The most important works by Koolhaas and OMA, from its foundation until the mid-1990s, include the Netherlands Dance Theatre at The Hague, the Nexus Housing at Fukuoka in Japan, the Kunsthal in Rotterdam, the Grand Palais of Euralille and Lille, the Villa dall’Ava, the Très Grande Bibliothèque, the Jussieu library in Paris, the ZKM in Karlsruhe and the Seattle Public Library.

Together with Koolhaas’s reflections on contemporary society, these buildings appear in his second book, S,M,L,XL (1995), a volume of 1376 pages written as though it were a “novel about architecture”. Published in collaboration with the Canadian graphic designer, Bruce Mau, the book contains essays, manifestos, cartoons and travel diaries.

In 2005, with Mark Wigley and Ole Bouman, he was the founder to the prestigious Volume magazine, the result of a collaboration with Archis (Amsterdam), AMO and C-lab (Columbia University NY).

SET OF TASKS:
**1)** From the passage on Koolhaas and OMA, set down the portion that begins at the words "The most important" and stops after the words "Seattle Public Library.".
**2)** Answer these questions from the passage on Koolhaas and OMA:
(a) In which city is the Kunsthal located?
(b) In what year was S,M,L,XL published?
(c) In what year was Volume magazine founded?

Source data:
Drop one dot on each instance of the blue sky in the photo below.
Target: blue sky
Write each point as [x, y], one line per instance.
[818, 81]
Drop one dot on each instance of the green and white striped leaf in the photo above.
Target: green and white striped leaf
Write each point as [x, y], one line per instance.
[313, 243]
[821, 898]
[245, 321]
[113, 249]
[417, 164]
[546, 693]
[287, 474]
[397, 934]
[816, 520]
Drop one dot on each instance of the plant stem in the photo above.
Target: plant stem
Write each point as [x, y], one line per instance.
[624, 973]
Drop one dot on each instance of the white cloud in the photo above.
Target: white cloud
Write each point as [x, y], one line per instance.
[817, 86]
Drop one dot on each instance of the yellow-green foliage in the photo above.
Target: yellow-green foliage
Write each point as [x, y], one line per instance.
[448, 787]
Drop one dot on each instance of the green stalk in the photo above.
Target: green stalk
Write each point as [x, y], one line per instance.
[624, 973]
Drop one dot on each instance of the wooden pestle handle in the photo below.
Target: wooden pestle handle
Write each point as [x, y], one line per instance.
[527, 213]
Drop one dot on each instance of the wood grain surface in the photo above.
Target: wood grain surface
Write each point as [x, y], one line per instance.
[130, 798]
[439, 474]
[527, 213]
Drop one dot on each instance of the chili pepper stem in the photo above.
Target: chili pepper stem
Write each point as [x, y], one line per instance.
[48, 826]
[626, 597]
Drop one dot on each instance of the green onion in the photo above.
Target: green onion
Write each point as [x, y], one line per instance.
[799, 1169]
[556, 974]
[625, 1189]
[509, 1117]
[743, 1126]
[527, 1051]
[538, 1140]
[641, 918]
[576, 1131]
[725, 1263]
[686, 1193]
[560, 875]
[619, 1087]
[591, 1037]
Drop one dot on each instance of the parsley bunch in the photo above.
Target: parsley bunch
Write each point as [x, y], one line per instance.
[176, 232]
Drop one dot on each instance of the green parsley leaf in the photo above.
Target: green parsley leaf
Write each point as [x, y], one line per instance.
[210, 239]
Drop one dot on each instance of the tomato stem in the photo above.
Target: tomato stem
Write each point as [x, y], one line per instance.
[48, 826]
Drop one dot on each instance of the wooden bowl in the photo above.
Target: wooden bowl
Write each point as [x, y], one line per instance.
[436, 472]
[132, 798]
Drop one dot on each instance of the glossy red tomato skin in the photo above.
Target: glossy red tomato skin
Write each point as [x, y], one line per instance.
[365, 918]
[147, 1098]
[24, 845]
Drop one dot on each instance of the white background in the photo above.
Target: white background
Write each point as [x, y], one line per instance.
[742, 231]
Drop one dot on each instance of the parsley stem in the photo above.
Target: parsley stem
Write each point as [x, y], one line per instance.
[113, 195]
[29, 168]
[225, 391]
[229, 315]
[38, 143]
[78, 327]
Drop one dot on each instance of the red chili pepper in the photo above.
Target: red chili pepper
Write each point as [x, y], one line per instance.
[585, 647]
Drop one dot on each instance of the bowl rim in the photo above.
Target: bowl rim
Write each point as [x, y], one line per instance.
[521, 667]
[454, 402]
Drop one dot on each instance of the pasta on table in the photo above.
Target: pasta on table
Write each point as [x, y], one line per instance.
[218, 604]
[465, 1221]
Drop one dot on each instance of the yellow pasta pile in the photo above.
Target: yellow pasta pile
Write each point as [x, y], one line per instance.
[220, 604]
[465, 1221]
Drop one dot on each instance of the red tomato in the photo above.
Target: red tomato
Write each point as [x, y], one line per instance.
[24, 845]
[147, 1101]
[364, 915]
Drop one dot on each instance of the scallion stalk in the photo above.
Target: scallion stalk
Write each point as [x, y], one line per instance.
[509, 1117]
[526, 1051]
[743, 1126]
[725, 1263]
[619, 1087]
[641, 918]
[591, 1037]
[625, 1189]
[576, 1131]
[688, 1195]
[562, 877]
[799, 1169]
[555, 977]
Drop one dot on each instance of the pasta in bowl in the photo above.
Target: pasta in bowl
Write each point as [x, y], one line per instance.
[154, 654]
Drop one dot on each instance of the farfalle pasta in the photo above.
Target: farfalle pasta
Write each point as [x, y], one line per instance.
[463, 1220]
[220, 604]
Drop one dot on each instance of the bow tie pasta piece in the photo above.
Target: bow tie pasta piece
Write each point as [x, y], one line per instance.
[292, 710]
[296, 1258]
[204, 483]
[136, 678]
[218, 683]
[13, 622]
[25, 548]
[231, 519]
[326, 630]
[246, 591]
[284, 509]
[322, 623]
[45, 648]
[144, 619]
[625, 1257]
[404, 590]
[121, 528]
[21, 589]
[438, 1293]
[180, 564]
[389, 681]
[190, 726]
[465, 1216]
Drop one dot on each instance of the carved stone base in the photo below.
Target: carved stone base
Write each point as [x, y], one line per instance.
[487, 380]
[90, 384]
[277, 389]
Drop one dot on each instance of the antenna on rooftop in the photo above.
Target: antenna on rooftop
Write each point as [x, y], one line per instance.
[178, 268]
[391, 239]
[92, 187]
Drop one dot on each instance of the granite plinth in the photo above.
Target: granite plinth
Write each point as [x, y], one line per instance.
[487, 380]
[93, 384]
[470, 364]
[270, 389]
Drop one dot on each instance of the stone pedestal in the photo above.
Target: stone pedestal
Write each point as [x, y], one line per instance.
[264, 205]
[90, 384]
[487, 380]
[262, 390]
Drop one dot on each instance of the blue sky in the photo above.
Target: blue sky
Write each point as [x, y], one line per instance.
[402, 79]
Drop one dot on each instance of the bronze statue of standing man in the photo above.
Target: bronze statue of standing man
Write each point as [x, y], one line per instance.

SET OF ANSWERS:
**1)**
The most important works by Koolhaas and OMA, from its foundation until the mid-1990s, include the Netherlands Dance Theatre at The Hague, the Nexus Housing at Fukuoka in Japan, the Kunsthal in Rotterdam, the Grand Palais of Euralille and Lille, the Villa dall’Ava, the Très Grande Bibliothèque, the Jussieu library in Paris, the ZKM in Karlsruhe and the Seattle Public Library.

**2)**
(a) Rotterdam
(b) 1995
(c) 2005